Exercise:
The listing below must be repeated word for word, with its images excluded.

Supplied information:
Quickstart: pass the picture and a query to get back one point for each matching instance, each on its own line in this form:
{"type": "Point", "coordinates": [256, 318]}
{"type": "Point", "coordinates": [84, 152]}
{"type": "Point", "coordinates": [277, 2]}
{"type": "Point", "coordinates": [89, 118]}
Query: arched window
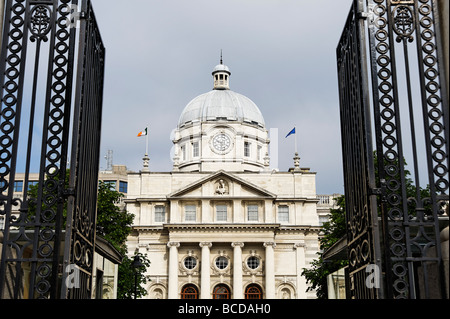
{"type": "Point", "coordinates": [253, 292]}
{"type": "Point", "coordinates": [221, 292]}
{"type": "Point", "coordinates": [189, 292]}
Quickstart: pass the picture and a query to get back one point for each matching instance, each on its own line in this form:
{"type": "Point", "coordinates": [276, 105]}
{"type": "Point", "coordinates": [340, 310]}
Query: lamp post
{"type": "Point", "coordinates": [136, 265]}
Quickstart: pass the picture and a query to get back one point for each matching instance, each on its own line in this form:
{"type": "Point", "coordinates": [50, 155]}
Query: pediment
{"type": "Point", "coordinates": [221, 185]}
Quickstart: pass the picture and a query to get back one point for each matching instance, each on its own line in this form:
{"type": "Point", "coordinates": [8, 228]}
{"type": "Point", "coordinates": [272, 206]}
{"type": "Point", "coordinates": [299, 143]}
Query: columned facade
{"type": "Point", "coordinates": [237, 274]}
{"type": "Point", "coordinates": [223, 223]}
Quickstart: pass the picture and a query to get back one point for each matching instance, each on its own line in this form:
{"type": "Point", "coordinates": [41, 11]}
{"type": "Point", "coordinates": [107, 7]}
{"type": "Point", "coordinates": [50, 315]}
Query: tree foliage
{"type": "Point", "coordinates": [333, 230]}
{"type": "Point", "coordinates": [114, 224]}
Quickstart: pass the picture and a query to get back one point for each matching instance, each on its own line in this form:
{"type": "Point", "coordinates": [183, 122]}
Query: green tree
{"type": "Point", "coordinates": [333, 230]}
{"type": "Point", "coordinates": [114, 224]}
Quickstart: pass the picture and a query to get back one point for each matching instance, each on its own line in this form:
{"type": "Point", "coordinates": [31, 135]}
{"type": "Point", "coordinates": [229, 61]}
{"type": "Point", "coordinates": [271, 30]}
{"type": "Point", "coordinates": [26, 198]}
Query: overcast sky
{"type": "Point", "coordinates": [160, 54]}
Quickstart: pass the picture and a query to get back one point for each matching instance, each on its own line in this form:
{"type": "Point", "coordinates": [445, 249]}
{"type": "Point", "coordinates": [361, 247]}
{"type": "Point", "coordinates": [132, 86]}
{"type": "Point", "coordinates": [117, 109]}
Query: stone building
{"type": "Point", "coordinates": [222, 224]}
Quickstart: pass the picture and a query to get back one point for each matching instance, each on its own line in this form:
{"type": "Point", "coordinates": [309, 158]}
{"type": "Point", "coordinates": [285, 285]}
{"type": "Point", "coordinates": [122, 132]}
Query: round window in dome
{"type": "Point", "coordinates": [221, 262]}
{"type": "Point", "coordinates": [253, 262]}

Reply:
Quickstart: pass the picture and a query to get back one point for each matching instance, each on its own line in this form:
{"type": "Point", "coordinates": [256, 318]}
{"type": "Point", "coordinates": [84, 152]}
{"type": "Point", "coordinates": [277, 2]}
{"type": "Point", "coordinates": [89, 118]}
Query: arched window
{"type": "Point", "coordinates": [253, 292]}
{"type": "Point", "coordinates": [221, 292]}
{"type": "Point", "coordinates": [189, 292]}
Quickstart: pass the picture and a query to get back one point for each matching instance, each on its own line in this form:
{"type": "Point", "coordinates": [276, 105]}
{"type": "Point", "coordinates": [340, 310]}
Query: lamp post
{"type": "Point", "coordinates": [136, 265]}
Quickstart: pass the picture and a query to get back one point for each matching instance, each on its own line in this form:
{"type": "Point", "coordinates": [50, 155]}
Query: pediment
{"type": "Point", "coordinates": [221, 185]}
Quickstart: pass the picture and a query to get back one point for each matching instance, each on its own line in this form:
{"type": "Point", "coordinates": [8, 228]}
{"type": "Point", "coordinates": [272, 206]}
{"type": "Point", "coordinates": [299, 143]}
Query: columned facade
{"type": "Point", "coordinates": [237, 274]}
{"type": "Point", "coordinates": [223, 223]}
Quickstart: pass the picture and a query to get back one point for each matching instance, each on its own line in this form:
{"type": "Point", "coordinates": [41, 11]}
{"type": "Point", "coordinates": [107, 7]}
{"type": "Point", "coordinates": [50, 315]}
Query: tree foliage
{"type": "Point", "coordinates": [333, 230]}
{"type": "Point", "coordinates": [114, 224]}
Quickstart: pass the picture and a query to get back one point for each matching instance, each on its own line in this form:
{"type": "Point", "coordinates": [183, 122]}
Query: green tree
{"type": "Point", "coordinates": [333, 230]}
{"type": "Point", "coordinates": [114, 224]}
Quickstart: pass the picture and a query to get back one point for each matching instance, each on its own line in this form:
{"type": "Point", "coordinates": [31, 135]}
{"type": "Point", "coordinates": [229, 61]}
{"type": "Point", "coordinates": [271, 30]}
{"type": "Point", "coordinates": [26, 198]}
Query: overcast sky
{"type": "Point", "coordinates": [160, 54]}
Quickstart: pass the picture and a query to get back one point for each matching instance, each on its own line in this form:
{"type": "Point", "coordinates": [445, 249]}
{"type": "Point", "coordinates": [361, 247]}
{"type": "Point", "coordinates": [132, 86]}
{"type": "Point", "coordinates": [117, 109]}
Query: stone building
{"type": "Point", "coordinates": [222, 224]}
Quickstart: pass the picture and a query to get back one point for each matching instance, each on its own line in this form:
{"type": "Point", "coordinates": [309, 158]}
{"type": "Point", "coordinates": [285, 285]}
{"type": "Point", "coordinates": [122, 132]}
Query: round window in dome
{"type": "Point", "coordinates": [221, 262]}
{"type": "Point", "coordinates": [253, 262]}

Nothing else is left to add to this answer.